◆ TASK DESCRIPTION ◆
Quote the entries below word for word, line by line.

+++

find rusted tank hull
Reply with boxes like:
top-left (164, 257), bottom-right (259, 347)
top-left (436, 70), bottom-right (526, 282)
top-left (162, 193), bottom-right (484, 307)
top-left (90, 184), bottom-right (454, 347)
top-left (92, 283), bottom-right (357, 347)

+++

◆ SOLUTION ◆
find rusted tank hull
Reply with boxes like:
top-left (164, 257), bottom-right (259, 347)
top-left (436, 70), bottom-right (526, 282)
top-left (162, 193), bottom-right (484, 307)
top-left (90, 184), bottom-right (454, 347)
top-left (92, 283), bottom-right (357, 347)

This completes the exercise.